**Records to use:**
--- START ---

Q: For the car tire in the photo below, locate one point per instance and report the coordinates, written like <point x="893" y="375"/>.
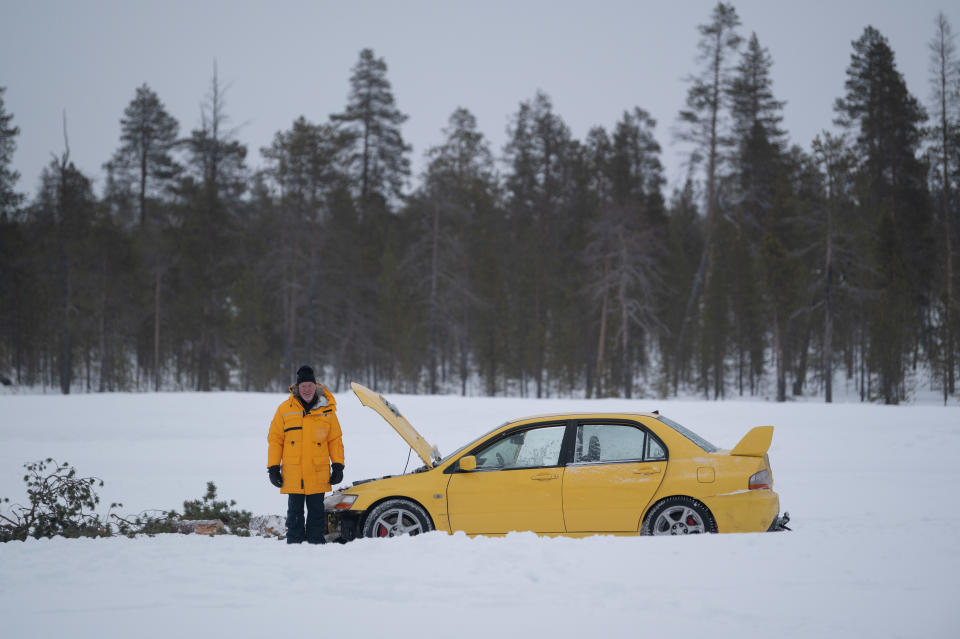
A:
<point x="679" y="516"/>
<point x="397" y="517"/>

--- END ---
--- START ---

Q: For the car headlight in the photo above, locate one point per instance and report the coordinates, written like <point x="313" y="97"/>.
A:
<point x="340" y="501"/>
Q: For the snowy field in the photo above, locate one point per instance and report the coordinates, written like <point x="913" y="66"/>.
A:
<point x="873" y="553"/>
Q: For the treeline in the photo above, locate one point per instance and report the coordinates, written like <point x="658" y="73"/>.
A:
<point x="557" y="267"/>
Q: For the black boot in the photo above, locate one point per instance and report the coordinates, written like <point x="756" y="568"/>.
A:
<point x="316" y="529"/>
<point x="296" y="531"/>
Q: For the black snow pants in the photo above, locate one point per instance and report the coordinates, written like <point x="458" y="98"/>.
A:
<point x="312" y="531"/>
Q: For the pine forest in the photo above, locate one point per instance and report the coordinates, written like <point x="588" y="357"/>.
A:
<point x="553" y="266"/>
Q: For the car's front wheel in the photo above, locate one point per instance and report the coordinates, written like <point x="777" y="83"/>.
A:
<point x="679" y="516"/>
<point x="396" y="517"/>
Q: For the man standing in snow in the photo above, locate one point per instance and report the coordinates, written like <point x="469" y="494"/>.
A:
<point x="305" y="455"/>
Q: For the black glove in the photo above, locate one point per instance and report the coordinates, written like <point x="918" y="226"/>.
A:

--- END ---

**Instructions for the task:**
Where a line in the entries holds "photo", copy that line.

**Response area:**
Q: For the car tire in the photo below, locate one point per instance and report the coordinates, written like <point x="893" y="375"/>.
Q: For the car headlight in the photo above, locate one point per instance and report the coordinates, written like <point x="313" y="97"/>.
Q: For the snowy field in the photo above, locate one point per instance and report the coordinates, written like <point x="913" y="66"/>.
Q: For the treeline in the photo above, locate one point per instance and report the coordinates, written like <point x="658" y="73"/>.
Q: For the black boot in the photo above, locate one point per instance and report the coordinates, written like <point x="756" y="568"/>.
Q: For the black snow pants in the photo above, locate one point per instance and report the coordinates, written like <point x="458" y="98"/>.
Q: For the pine forest in the photo above, locate one point per instance and report the coordinates, written like <point x="588" y="357"/>.
Q: For the car's front wheel in the photo above, locate one point per instance and report the coordinates, written like <point x="777" y="83"/>.
Q: For the man standing in snow in the photo above, locate one point per instance and report the coordinates, written like <point x="469" y="494"/>.
Q: For the black glove in the photo above, locate one point per instance and report the coordinates, written like <point x="918" y="226"/>.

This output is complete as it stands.